### MATERIAL SUPPLIED
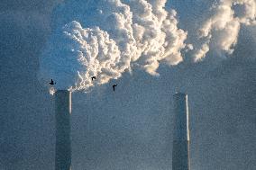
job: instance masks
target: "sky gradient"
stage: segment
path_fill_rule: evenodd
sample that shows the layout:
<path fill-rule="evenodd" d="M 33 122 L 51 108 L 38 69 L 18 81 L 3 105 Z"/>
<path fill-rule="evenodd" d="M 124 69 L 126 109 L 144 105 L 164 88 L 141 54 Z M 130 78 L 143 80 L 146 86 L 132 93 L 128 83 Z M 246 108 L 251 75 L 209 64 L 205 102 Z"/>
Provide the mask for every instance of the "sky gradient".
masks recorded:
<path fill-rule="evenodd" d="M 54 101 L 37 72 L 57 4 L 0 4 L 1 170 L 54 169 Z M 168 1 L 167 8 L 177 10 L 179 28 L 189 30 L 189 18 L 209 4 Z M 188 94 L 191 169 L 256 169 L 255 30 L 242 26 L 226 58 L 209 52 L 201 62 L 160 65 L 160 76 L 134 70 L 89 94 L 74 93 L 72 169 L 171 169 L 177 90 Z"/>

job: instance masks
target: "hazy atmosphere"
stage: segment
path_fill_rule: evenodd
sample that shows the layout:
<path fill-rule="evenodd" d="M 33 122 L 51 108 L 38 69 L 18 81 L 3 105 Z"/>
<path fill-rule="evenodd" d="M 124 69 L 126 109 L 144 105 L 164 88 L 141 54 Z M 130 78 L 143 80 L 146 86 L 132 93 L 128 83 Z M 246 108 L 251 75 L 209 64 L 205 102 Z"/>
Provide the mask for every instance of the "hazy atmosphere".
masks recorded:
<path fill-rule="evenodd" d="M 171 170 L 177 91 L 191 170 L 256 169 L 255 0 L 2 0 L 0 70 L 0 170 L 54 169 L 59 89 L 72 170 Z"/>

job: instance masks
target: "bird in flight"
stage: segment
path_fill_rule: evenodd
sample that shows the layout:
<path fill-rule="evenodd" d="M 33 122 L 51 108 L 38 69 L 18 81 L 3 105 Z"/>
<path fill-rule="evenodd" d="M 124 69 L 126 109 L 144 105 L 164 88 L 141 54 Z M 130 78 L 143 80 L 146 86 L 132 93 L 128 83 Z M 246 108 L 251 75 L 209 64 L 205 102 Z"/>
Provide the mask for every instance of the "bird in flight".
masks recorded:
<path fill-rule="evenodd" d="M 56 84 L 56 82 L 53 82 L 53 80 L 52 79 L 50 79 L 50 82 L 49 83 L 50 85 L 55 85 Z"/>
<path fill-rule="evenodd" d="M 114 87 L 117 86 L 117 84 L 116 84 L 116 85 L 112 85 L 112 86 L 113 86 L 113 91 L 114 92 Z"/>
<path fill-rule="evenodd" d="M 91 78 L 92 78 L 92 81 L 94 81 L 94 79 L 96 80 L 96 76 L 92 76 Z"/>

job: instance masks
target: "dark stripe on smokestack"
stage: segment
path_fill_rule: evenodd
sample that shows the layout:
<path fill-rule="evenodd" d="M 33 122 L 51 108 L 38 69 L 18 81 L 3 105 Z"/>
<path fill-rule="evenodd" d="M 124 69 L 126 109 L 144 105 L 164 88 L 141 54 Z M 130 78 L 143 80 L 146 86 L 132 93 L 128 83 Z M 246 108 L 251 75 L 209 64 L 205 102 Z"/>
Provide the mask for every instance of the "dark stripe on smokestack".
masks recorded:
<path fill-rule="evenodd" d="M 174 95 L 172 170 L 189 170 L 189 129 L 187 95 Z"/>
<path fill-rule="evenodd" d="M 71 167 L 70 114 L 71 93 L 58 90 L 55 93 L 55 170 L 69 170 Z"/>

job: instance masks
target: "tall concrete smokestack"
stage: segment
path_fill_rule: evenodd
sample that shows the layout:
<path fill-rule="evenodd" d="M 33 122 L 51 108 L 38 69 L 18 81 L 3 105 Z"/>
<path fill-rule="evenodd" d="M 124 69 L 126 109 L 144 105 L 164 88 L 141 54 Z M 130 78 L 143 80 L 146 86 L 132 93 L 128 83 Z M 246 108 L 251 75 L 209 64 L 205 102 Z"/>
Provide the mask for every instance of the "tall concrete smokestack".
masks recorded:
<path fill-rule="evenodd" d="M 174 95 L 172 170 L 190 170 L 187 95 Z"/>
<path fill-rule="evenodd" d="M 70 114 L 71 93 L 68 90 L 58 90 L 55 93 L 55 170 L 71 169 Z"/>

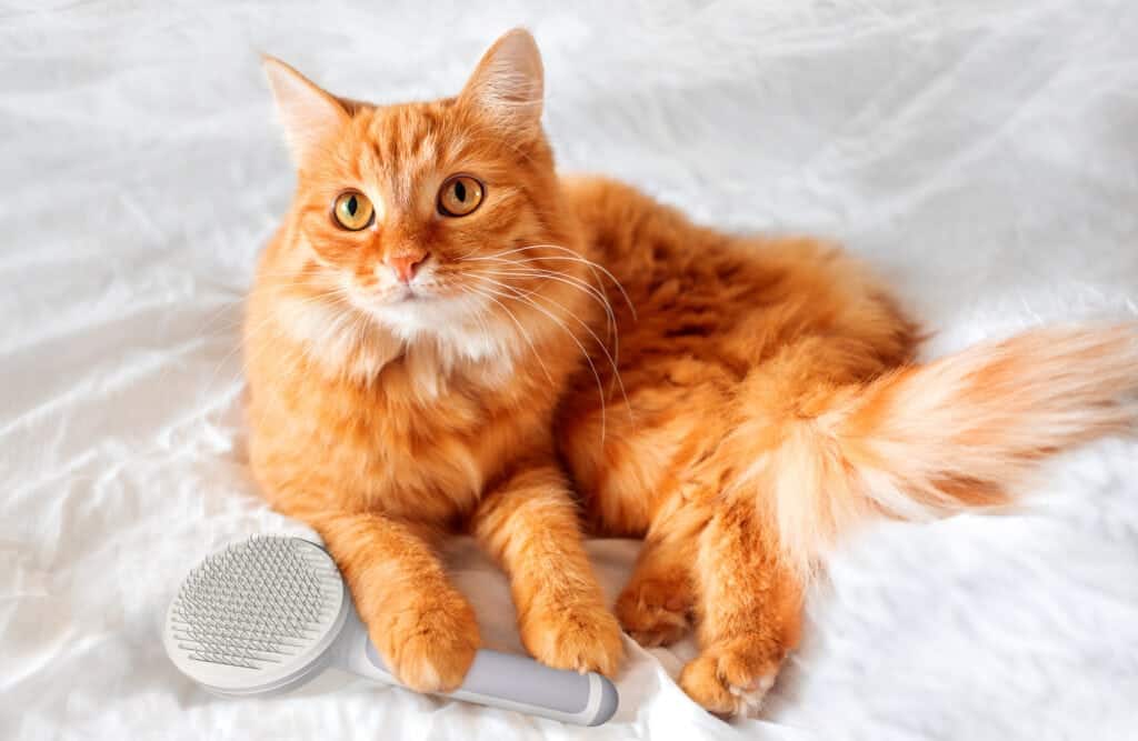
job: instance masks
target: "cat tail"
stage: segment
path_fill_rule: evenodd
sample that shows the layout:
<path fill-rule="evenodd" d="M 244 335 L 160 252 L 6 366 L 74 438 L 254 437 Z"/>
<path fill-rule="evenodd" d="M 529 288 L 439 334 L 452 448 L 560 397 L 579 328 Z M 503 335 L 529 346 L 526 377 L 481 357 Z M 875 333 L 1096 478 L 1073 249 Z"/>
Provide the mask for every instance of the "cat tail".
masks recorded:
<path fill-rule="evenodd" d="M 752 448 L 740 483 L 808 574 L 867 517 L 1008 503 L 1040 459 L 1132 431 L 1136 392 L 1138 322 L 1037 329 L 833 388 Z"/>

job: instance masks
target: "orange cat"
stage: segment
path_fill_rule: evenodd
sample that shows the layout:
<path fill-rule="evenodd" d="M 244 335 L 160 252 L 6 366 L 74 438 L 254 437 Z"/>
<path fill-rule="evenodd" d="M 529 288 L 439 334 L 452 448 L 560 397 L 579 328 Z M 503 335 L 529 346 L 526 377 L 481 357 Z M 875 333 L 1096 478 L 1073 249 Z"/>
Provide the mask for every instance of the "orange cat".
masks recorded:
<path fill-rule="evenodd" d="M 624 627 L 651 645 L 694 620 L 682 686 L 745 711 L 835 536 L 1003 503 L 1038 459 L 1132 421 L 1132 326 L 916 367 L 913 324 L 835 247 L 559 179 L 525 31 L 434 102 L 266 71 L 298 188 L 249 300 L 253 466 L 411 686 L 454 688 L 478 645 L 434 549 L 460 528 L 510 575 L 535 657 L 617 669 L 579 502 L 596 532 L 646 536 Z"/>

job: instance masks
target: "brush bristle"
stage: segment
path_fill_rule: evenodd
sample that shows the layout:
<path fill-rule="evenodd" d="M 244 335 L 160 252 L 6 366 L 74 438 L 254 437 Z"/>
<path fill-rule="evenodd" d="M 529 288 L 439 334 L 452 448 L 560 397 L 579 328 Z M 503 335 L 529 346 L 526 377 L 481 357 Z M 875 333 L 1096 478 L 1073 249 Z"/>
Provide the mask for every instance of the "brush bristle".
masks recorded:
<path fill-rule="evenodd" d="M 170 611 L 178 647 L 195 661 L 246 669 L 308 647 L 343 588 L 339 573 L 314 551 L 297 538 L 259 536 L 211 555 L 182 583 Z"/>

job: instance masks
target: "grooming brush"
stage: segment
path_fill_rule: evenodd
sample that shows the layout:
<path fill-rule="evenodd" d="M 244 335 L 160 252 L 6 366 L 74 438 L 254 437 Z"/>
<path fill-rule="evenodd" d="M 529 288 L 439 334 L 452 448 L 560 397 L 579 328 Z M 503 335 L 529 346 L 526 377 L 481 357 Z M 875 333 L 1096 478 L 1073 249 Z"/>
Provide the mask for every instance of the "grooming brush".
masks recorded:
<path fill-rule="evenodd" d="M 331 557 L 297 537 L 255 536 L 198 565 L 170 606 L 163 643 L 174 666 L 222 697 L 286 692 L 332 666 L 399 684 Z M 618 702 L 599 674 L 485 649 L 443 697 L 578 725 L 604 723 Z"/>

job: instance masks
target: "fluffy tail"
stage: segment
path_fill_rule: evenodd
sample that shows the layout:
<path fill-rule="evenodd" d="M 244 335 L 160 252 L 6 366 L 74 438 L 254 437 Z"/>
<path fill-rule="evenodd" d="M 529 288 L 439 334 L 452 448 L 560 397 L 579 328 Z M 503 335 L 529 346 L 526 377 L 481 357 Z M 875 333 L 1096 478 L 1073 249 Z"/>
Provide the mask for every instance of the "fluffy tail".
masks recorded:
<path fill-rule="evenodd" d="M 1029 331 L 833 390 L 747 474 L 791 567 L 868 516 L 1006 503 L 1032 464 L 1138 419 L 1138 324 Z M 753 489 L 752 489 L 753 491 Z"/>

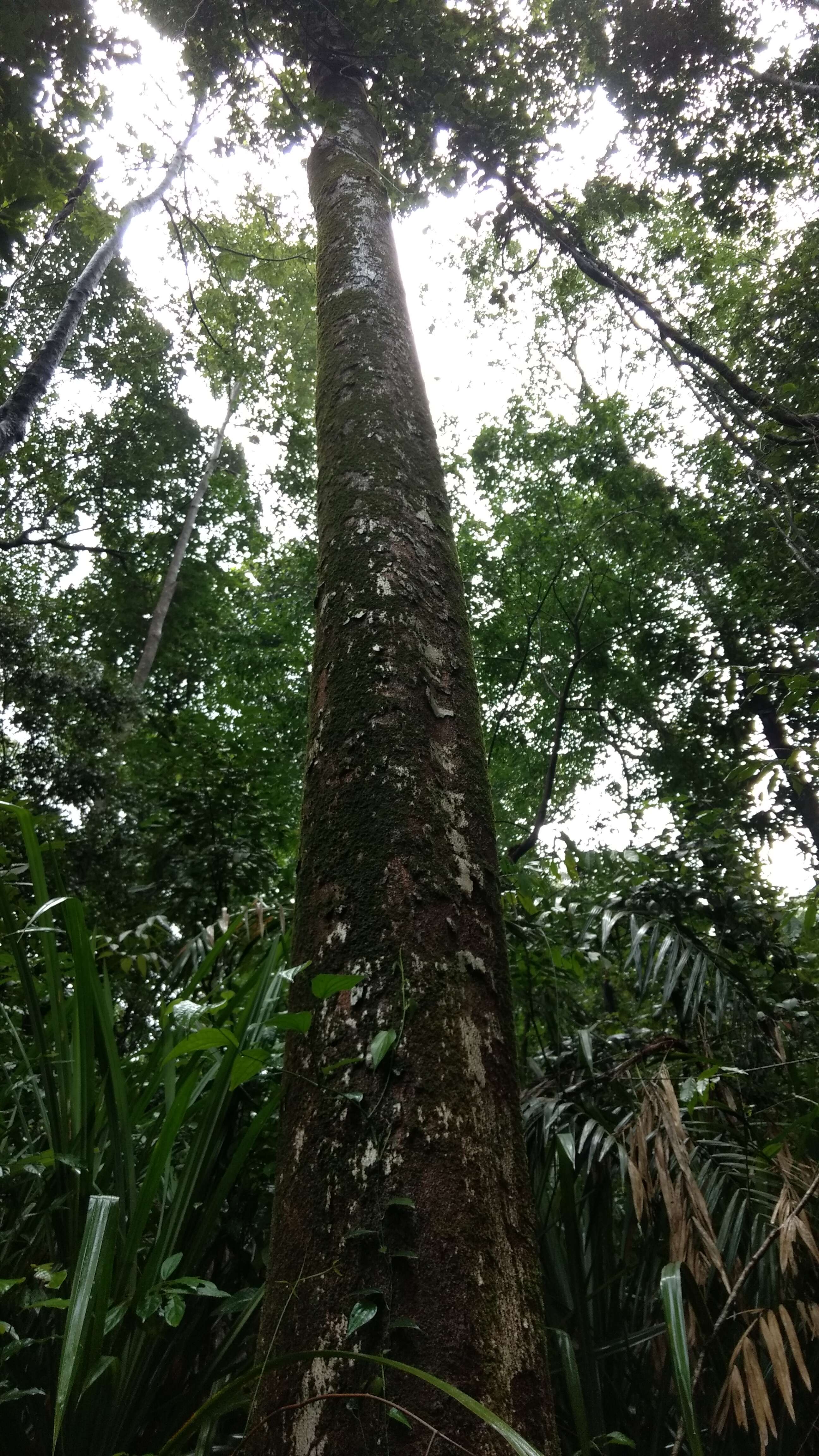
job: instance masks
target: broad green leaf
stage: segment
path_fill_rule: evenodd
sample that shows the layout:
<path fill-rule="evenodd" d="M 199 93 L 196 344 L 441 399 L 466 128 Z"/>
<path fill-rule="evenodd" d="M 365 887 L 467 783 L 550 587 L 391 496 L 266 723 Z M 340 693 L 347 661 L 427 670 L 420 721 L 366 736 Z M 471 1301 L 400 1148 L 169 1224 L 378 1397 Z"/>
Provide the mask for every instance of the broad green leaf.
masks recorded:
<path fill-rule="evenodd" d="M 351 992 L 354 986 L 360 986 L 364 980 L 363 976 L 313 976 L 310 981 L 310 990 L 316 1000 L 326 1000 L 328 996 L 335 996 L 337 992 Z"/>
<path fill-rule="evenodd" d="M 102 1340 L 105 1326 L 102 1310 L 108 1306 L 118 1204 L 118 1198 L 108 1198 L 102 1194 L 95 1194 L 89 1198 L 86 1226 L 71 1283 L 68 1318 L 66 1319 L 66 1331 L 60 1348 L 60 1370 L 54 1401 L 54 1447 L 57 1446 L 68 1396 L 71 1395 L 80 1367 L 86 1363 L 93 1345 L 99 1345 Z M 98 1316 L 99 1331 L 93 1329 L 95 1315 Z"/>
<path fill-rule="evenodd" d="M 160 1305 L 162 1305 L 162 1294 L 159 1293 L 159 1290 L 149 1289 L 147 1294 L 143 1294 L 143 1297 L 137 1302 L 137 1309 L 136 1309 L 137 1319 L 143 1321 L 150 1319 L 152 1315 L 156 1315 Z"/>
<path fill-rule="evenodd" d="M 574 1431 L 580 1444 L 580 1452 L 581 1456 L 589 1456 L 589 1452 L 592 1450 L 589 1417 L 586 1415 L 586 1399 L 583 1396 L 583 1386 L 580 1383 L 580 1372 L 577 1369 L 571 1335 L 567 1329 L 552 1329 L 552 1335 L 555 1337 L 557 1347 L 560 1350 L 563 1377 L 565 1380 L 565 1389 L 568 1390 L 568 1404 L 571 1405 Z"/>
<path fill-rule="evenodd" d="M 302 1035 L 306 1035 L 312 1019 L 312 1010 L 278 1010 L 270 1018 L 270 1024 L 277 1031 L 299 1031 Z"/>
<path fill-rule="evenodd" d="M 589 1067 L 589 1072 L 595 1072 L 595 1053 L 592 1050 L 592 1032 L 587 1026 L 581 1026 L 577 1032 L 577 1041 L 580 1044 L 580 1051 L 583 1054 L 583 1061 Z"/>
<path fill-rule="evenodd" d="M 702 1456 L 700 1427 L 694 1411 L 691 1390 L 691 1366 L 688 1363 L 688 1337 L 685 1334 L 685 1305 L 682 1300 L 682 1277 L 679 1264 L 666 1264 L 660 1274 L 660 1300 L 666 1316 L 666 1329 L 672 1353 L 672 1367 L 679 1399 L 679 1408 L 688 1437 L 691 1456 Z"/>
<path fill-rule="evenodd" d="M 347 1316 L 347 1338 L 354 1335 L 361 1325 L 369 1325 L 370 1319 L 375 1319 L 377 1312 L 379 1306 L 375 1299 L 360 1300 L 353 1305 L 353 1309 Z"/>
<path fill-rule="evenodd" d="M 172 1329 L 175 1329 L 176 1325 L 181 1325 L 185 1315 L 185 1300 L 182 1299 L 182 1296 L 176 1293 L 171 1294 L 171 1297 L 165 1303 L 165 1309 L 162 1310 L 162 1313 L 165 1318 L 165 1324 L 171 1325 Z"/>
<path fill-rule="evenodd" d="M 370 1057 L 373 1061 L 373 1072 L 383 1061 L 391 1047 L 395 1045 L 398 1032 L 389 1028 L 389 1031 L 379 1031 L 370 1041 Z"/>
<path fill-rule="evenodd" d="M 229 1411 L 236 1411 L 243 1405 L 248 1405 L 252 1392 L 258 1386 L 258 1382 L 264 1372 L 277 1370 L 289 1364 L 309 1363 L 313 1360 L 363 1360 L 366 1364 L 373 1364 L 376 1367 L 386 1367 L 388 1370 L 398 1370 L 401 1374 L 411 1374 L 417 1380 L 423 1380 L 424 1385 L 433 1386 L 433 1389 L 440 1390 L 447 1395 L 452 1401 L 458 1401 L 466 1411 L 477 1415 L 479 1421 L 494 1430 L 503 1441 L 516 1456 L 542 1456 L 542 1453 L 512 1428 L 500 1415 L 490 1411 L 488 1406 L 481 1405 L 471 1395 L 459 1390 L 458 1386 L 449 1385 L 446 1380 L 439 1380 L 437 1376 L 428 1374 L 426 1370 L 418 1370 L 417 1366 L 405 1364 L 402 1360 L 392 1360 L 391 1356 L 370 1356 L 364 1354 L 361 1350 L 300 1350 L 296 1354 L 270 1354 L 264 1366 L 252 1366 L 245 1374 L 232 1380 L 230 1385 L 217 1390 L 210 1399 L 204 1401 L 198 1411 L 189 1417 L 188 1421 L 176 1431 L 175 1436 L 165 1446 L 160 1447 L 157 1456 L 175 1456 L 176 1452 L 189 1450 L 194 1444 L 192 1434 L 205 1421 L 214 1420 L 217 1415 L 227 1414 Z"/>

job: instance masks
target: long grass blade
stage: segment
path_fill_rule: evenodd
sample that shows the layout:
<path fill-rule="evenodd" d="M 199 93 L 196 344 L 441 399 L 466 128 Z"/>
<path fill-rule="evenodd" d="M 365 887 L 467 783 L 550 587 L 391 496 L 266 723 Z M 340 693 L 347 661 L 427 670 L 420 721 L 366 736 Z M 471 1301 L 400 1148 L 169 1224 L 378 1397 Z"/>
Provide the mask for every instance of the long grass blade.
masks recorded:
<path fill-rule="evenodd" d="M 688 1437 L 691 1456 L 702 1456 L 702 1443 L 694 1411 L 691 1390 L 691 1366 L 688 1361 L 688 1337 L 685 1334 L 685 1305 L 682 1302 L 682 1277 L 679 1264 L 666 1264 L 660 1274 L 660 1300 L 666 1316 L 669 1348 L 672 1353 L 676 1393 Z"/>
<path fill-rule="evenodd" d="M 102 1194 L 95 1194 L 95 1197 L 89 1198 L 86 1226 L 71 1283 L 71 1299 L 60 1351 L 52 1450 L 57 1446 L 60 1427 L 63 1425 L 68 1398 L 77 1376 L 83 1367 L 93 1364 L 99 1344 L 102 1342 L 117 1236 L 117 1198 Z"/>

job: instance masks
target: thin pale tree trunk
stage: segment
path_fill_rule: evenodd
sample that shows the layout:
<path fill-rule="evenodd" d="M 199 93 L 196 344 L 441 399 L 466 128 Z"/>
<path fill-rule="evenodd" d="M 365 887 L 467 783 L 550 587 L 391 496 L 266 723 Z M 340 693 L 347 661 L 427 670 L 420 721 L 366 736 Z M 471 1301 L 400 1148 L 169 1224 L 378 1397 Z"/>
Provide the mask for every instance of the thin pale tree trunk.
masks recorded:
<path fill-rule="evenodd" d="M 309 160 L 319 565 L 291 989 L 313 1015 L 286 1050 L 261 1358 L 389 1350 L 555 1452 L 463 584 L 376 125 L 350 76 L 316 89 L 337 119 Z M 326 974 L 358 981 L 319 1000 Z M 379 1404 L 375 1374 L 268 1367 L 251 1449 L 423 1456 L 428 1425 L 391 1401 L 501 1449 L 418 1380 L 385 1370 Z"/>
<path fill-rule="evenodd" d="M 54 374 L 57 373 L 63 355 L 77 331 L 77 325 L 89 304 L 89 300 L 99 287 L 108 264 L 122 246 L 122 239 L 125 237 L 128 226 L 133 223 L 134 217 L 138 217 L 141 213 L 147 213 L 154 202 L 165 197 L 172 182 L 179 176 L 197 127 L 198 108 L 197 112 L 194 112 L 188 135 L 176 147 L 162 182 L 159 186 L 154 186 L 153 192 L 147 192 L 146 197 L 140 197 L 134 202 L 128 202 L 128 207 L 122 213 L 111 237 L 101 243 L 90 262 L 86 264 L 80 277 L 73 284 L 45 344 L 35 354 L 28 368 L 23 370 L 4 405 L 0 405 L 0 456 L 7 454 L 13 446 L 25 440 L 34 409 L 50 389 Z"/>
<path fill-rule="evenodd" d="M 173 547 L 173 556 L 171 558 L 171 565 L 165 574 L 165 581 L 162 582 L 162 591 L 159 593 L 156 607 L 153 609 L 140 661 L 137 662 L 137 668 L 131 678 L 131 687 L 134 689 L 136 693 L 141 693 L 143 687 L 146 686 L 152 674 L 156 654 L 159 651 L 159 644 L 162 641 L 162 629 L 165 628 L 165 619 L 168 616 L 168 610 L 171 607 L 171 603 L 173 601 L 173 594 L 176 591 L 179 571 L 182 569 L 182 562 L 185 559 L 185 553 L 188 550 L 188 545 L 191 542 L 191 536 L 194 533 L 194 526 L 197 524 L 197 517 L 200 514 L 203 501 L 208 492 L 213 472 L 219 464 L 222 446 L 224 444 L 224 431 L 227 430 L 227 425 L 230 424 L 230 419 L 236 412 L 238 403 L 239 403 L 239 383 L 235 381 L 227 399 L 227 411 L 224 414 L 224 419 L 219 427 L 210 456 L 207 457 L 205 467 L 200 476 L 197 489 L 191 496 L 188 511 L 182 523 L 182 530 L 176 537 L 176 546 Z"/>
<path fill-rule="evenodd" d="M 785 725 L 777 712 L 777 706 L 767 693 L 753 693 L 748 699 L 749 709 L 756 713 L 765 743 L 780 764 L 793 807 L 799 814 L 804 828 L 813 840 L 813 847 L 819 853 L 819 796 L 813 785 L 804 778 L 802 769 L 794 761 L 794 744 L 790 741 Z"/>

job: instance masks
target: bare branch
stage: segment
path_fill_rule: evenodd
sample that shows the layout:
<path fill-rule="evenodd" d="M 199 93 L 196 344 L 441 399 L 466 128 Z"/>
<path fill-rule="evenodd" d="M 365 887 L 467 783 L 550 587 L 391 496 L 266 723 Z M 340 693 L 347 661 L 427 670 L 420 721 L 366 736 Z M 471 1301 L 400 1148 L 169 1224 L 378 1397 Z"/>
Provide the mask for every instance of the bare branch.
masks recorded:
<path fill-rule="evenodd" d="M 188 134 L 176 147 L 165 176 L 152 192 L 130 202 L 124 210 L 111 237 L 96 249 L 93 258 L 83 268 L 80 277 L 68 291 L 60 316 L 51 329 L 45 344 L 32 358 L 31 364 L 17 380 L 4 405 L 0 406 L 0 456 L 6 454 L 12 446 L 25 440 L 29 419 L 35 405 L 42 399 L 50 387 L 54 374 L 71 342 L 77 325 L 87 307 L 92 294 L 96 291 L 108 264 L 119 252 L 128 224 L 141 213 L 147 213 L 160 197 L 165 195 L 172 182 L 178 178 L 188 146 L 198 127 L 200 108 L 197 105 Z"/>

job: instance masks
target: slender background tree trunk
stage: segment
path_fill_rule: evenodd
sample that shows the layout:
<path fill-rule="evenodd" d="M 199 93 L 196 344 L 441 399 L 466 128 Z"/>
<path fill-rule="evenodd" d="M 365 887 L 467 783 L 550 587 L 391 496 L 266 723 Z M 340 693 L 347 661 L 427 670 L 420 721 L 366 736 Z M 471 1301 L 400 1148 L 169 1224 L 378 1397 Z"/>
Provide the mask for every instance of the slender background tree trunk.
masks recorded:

### PROBLEM DESCRIPTION
Lay out the data from its start through the line containing "171 170 L 177" as a two-column CSV with the headers "text" and "answer". Give one row per answer, put the text that answer belongs to in the first field, quote each field, turn line breaks into spaces, and leave the pictures out.

### CORRECT RESPONSE
text,answer
"job: instance masks target: ""sky gradient"" stage: segment path_fill_rule: evenodd sample that shows the layout: <path fill-rule=""evenodd"" d=""M 33 122 L 51 108 L 38 69 L 18 81 L 3 105 Z""/> <path fill-rule=""evenodd"" d=""M 124 69 L 126 109 L 144 105 L 164 88 L 141 54 Z M 130 78 L 143 80 L 146 86 L 132 93 L 128 83 Z M 246 108 L 251 75 L 209 64 L 205 102 Z""/> Provide the mask for every instance of the ""sky gradient"". masks recorded:","<path fill-rule=""evenodd"" d=""M 54 101 L 37 72 L 57 4 L 0 4 L 1 170 L 54 169 Z M 168 1 L 167 8 L 177 10 L 179 28 L 189 30 L 189 18 L 209 4 Z M 188 94 L 191 169 L 256 169 L 255 30 L 242 26 L 226 58 L 209 52 L 201 62 L 160 65 L 160 76 L 134 70 L 89 94 L 74 93 L 72 169 L 171 169 L 177 90 Z""/>"
"job: instance masks target: ""hazy atmosphere"" stage: segment path_fill_rule: evenodd sample that shows the layout: <path fill-rule=""evenodd"" d=""M 33 122 L 51 108 L 38 69 L 18 81 L 3 105 Z""/> <path fill-rule=""evenodd"" d=""M 124 69 L 126 109 L 144 105 L 164 88 L 141 54 Z M 130 78 L 143 80 L 146 86 L 132 93 L 128 83 Z M 246 108 L 251 75 L 209 64 L 205 102 Z""/> Provide the mask for every instance of the ""hazy atmosphere"". masks recorded:","<path fill-rule=""evenodd"" d=""M 171 170 L 177 91 L 191 170 L 256 169 L 255 0 L 2 0 L 0 70 L 0 170 L 54 169 L 59 89 L 72 170 Z""/>"